Saved entries
========================
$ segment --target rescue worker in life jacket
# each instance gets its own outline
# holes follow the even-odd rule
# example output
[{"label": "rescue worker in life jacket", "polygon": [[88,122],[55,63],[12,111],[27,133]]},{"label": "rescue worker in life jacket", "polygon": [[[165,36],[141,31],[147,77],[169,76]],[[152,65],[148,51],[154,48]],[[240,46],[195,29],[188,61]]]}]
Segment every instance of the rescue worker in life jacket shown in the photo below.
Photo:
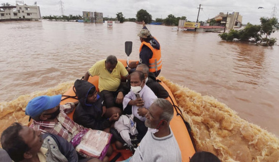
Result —
[{"label": "rescue worker in life jacket", "polygon": [[[139,63],[146,64],[149,67],[149,71],[153,72],[157,77],[161,72],[162,68],[162,59],[161,58],[161,48],[157,39],[151,35],[151,33],[143,21],[143,29],[137,34],[142,45],[140,47]],[[129,65],[130,68],[127,69],[129,72],[134,71],[137,63],[132,62]]]}]

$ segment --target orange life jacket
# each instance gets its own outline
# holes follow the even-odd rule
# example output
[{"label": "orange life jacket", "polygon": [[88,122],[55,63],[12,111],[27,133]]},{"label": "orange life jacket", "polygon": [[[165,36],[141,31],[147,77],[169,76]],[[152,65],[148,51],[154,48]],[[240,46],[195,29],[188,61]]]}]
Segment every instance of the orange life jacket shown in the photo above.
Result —
[{"label": "orange life jacket", "polygon": [[[154,39],[157,40],[155,37]],[[153,53],[152,57],[149,59],[149,71],[154,72],[161,70],[162,68],[161,47],[160,47],[159,50],[153,48],[150,43],[143,41],[142,42],[142,45],[140,47],[140,52],[142,51],[142,48],[143,48],[144,45],[148,47],[148,48],[151,50],[152,53]]]}]

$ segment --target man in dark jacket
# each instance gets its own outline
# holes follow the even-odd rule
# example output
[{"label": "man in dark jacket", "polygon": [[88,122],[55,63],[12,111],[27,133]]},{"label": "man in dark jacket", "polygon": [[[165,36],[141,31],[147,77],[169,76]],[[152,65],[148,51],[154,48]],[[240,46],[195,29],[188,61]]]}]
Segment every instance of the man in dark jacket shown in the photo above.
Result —
[{"label": "man in dark jacket", "polygon": [[136,70],[141,71],[145,74],[146,85],[155,94],[158,98],[166,98],[168,97],[168,93],[156,79],[155,74],[149,72],[149,68],[146,64],[137,65]]},{"label": "man in dark jacket", "polygon": [[106,109],[102,96],[100,96],[95,86],[84,80],[75,82],[79,104],[74,113],[74,121],[85,127],[103,130],[110,128],[112,123],[117,120],[119,114],[114,107]]},{"label": "man in dark jacket", "polygon": [[132,61],[129,64],[127,70],[129,73],[134,71],[138,63],[145,64],[149,68],[149,72],[153,73],[157,77],[162,68],[161,47],[158,40],[151,35],[143,21],[143,29],[137,36],[142,43],[140,47],[140,61]]}]

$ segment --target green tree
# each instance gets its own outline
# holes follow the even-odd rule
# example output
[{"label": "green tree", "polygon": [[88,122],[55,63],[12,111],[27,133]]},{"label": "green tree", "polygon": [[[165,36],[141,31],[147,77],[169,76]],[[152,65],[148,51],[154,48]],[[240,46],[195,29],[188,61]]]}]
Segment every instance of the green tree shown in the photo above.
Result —
[{"label": "green tree", "polygon": [[117,20],[120,21],[121,23],[123,23],[125,20],[125,18],[122,12],[118,12],[117,14],[116,14],[116,18]]},{"label": "green tree", "polygon": [[160,19],[160,18],[156,18],[155,21],[156,22],[164,22],[164,19]]},{"label": "green tree", "polygon": [[170,14],[167,16],[166,18],[165,19],[164,22],[166,25],[177,25],[176,24],[178,24],[178,21],[177,21],[177,20],[178,20],[176,19],[175,15]]},{"label": "green tree", "polygon": [[144,9],[138,10],[136,17],[138,21],[144,21],[146,24],[150,23],[152,21],[152,16]]},{"label": "green tree", "polygon": [[256,43],[262,46],[273,46],[276,42],[276,38],[270,38],[270,35],[279,29],[278,19],[276,18],[269,19],[261,17],[261,25],[252,25],[249,23],[245,28],[239,30],[231,30],[229,33],[219,34],[221,39],[232,40],[233,39],[240,41],[249,41]]}]

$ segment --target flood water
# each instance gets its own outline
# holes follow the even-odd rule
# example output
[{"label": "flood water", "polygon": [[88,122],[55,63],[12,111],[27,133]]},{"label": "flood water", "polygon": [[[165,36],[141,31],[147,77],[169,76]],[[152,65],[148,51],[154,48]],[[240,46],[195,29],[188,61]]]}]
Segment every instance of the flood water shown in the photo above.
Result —
[{"label": "flood water", "polygon": [[[279,46],[227,42],[217,33],[177,31],[175,26],[147,27],[161,44],[160,75],[212,96],[279,137]],[[21,95],[81,78],[109,55],[126,59],[125,41],[133,42],[130,59],[138,59],[141,28],[132,22],[112,28],[106,23],[1,22],[1,110]],[[279,33],[271,36],[278,39]]]}]

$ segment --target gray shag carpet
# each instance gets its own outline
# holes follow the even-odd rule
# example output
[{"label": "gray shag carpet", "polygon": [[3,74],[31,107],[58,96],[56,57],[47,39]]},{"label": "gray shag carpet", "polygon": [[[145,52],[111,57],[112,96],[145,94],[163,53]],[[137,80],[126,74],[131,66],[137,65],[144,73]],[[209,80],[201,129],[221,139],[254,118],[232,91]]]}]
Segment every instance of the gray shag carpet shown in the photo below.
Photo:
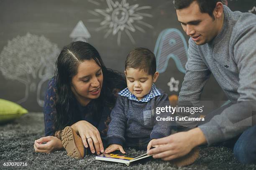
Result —
[{"label": "gray shag carpet", "polygon": [[[125,164],[96,160],[95,155],[76,160],[66,155],[64,150],[50,154],[36,153],[35,140],[44,136],[44,115],[30,113],[9,124],[0,125],[0,169],[56,170],[256,170],[256,165],[239,163],[230,149],[224,147],[200,147],[199,158],[192,165],[177,168],[168,162],[154,160]],[[139,156],[144,152],[126,150],[129,155]],[[26,162],[27,166],[4,166],[4,162]]]}]

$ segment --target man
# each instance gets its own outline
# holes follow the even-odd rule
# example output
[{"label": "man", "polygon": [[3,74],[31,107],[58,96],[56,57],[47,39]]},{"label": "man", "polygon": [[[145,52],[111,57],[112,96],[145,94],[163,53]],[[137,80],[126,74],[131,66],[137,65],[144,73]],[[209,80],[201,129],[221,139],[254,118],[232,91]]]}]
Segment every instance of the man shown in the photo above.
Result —
[{"label": "man", "polygon": [[239,137],[235,157],[243,163],[256,163],[255,114],[253,116],[256,109],[252,101],[256,100],[256,15],[232,12],[220,0],[174,1],[178,20],[190,37],[179,101],[199,101],[212,73],[228,99],[236,102],[207,115],[209,121],[204,124],[155,140],[152,145],[163,145],[148,154],[169,160],[196,146]]}]

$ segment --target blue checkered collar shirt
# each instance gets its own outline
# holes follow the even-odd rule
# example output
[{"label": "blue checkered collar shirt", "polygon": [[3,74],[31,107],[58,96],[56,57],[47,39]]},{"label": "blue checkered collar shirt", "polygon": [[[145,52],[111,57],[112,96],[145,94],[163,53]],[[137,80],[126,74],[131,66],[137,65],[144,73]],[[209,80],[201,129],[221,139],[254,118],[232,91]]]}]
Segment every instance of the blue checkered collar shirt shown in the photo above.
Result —
[{"label": "blue checkered collar shirt", "polygon": [[149,101],[151,99],[156,96],[161,96],[162,94],[159,89],[156,89],[155,84],[153,84],[152,85],[150,92],[140,100],[138,100],[135,96],[130,92],[128,87],[119,92],[118,94],[121,96],[128,97],[129,100],[146,102]]}]

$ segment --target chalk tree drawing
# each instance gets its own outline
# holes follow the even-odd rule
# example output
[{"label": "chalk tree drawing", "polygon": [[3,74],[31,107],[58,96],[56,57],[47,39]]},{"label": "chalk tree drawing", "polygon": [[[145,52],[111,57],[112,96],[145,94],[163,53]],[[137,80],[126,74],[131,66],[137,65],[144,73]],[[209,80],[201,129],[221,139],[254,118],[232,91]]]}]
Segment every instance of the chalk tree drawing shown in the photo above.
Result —
[{"label": "chalk tree drawing", "polygon": [[[88,2],[99,6],[100,1],[88,0]],[[99,20],[99,18],[92,18],[88,20],[89,22],[100,22],[100,26],[96,29],[96,31],[105,30],[106,31],[104,38],[106,38],[112,33],[113,36],[117,35],[117,43],[121,45],[121,36],[122,32],[124,31],[133,44],[135,41],[131,32],[134,33],[136,30],[145,33],[146,31],[141,25],[150,28],[153,28],[152,25],[143,21],[145,17],[153,17],[150,14],[141,13],[140,10],[151,9],[150,6],[139,6],[138,4],[130,5],[126,0],[122,0],[120,3],[118,1],[115,2],[112,0],[106,0],[108,8],[105,9],[95,9],[89,13],[99,17],[103,15],[104,17]],[[99,15],[100,14],[100,15]]]},{"label": "chalk tree drawing", "polygon": [[251,10],[249,10],[248,12],[251,13],[253,13],[254,14],[256,14],[256,7],[253,7],[252,9]]},{"label": "chalk tree drawing", "polygon": [[0,54],[0,71],[6,79],[26,85],[25,96],[18,103],[26,101],[33,92],[38,105],[44,106],[40,97],[41,86],[53,76],[60,51],[57,45],[43,36],[28,33],[8,41]]},{"label": "chalk tree drawing", "polygon": [[91,38],[91,34],[84,26],[82,20],[79,20],[74,28],[69,37],[73,41],[81,41],[87,42],[88,39]]},{"label": "chalk tree drawing", "polygon": [[179,81],[176,80],[174,77],[171,77],[170,81],[167,83],[167,86],[170,87],[170,91],[179,91]]},{"label": "chalk tree drawing", "polygon": [[160,73],[164,72],[170,58],[175,62],[177,68],[185,73],[187,61],[187,45],[181,32],[175,28],[167,29],[159,34],[154,50],[156,59],[156,68]]}]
========================
Problem details
Find every line in the rows above that contains the string "green" and copy each one out in full.

Correct output
$ segment --target green tree
[{"label": "green tree", "polygon": [[88,122],[55,63],[12,111],[27,133]]},{"label": "green tree", "polygon": [[[165,36],[141,31],[147,77],[169,76]],[[152,65],[148,51],[154,48]],[[240,46],[195,29],[188,61]]]}]
Segment every instance of the green tree shown in the photo above.
[{"label": "green tree", "polygon": [[117,20],[120,21],[121,23],[123,23],[125,20],[125,18],[122,12],[118,12],[117,14],[116,14],[116,18]]},{"label": "green tree", "polygon": [[160,19],[160,18],[156,18],[155,21],[156,22],[164,22],[164,19]]},{"label": "green tree", "polygon": [[170,14],[167,16],[166,18],[165,19],[164,22],[166,25],[177,25],[176,24],[178,24],[178,21],[177,21],[177,20],[178,20],[176,19],[175,15]]},{"label": "green tree", "polygon": [[144,9],[138,10],[136,17],[138,21],[144,21],[146,24],[150,23],[152,21],[152,16]]},{"label": "green tree", "polygon": [[256,43],[262,46],[273,46],[276,42],[276,38],[270,38],[270,35],[279,29],[278,19],[276,18],[269,19],[261,17],[261,25],[252,25],[249,23],[245,28],[239,30],[231,30],[229,33],[219,34],[221,39],[232,40],[233,39],[240,41],[249,41]]}]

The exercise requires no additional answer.